Required work: Please pull out every line below that contains the word "railing", treating uppercase and lowercase as different.

### Task input ###

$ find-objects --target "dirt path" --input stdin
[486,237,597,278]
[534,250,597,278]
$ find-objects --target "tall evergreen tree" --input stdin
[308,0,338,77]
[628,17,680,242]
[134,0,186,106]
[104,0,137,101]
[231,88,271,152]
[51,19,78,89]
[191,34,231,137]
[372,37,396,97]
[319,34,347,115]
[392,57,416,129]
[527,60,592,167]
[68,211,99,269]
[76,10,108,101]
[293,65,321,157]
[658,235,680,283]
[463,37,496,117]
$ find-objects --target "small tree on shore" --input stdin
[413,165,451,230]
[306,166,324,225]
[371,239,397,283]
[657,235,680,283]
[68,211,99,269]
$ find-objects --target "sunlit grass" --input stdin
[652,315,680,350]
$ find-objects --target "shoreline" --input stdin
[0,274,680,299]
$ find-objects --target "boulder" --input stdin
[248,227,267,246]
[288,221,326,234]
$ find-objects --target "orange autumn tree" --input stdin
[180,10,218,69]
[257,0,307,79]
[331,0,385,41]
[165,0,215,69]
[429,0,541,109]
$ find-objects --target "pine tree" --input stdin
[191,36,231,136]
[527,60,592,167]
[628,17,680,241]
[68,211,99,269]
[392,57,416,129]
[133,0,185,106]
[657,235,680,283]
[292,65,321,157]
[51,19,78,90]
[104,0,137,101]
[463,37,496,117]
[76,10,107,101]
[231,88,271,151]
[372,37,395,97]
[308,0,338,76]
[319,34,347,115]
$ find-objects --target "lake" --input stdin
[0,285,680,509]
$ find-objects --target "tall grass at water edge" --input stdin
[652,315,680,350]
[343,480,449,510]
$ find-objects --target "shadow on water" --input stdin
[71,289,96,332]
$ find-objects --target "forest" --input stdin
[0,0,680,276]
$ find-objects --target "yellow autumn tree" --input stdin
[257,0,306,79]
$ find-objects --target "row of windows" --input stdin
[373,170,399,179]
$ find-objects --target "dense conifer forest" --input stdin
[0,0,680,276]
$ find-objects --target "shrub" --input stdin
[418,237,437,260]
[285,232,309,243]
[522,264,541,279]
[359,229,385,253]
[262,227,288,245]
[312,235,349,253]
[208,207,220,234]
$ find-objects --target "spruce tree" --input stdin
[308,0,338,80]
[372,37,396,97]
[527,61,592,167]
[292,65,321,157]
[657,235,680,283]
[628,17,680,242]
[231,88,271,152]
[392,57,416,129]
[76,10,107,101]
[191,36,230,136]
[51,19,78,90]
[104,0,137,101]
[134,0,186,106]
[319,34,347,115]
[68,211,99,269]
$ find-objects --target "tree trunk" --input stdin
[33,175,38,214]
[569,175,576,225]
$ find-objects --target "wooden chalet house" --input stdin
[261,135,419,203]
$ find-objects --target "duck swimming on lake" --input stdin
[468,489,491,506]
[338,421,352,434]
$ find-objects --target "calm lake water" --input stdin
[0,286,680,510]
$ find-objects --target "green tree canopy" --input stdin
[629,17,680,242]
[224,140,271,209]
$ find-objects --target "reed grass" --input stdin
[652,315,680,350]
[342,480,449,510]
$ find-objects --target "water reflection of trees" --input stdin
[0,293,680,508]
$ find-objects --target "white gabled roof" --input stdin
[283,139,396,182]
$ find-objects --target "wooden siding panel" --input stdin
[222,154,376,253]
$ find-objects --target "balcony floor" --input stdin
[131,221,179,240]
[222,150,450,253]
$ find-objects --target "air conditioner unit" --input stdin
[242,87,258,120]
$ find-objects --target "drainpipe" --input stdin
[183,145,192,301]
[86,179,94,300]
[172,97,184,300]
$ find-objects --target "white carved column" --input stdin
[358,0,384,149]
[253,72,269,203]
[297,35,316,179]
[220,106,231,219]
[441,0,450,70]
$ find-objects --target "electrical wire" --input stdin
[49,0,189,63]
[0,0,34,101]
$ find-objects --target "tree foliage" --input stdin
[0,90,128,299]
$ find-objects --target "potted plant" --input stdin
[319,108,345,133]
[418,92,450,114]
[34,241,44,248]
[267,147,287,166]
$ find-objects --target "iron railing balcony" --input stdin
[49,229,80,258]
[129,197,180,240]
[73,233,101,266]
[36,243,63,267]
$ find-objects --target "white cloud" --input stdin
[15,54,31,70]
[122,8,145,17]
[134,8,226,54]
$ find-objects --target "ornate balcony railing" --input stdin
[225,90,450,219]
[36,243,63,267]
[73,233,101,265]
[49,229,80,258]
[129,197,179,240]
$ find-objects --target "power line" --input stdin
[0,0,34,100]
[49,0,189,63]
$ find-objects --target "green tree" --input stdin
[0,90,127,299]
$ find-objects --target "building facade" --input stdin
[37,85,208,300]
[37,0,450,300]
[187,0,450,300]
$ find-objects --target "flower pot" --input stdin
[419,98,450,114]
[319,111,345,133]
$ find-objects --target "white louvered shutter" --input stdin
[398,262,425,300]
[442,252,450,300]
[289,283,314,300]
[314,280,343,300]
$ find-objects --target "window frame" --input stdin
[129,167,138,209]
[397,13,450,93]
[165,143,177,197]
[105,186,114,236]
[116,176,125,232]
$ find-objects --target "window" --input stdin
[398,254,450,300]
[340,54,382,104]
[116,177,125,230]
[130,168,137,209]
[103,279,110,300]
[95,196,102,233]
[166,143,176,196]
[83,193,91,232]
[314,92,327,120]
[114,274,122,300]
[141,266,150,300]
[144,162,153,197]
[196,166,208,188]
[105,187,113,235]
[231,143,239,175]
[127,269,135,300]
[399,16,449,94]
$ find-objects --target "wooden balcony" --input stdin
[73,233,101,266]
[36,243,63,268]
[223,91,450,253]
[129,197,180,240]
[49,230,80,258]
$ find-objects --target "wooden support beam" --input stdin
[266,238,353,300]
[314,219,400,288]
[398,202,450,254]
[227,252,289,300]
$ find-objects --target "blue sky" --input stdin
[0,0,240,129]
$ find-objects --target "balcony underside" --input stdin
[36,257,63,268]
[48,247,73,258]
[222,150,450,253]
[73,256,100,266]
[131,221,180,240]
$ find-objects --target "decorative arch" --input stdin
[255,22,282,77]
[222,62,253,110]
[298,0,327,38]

###
### Task input ###

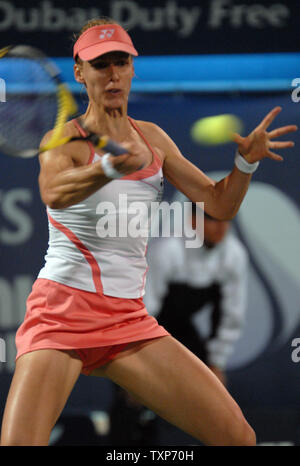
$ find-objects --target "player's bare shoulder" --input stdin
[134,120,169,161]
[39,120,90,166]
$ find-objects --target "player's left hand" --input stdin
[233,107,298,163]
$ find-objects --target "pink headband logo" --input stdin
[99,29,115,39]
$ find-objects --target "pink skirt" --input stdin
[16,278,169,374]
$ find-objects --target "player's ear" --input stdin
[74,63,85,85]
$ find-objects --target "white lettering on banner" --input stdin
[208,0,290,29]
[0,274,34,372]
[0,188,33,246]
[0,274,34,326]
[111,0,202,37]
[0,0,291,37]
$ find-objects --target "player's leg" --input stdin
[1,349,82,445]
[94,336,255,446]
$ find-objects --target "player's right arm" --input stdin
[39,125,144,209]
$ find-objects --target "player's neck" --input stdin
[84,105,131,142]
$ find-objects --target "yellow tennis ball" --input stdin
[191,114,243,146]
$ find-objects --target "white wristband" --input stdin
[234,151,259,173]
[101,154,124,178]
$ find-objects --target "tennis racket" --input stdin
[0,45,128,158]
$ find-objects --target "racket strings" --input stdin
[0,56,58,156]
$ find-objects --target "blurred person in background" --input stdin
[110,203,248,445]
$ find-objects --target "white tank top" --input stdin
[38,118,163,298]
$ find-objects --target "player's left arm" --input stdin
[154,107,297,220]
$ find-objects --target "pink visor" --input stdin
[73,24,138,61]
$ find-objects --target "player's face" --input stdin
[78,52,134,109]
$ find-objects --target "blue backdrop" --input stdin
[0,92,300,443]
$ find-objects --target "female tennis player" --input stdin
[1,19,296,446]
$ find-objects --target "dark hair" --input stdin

###

Exercise result:
$ find-objects --target "iron railing balcony" --input stdin
$ find-objects --target "ornate balcony railing" --input stdin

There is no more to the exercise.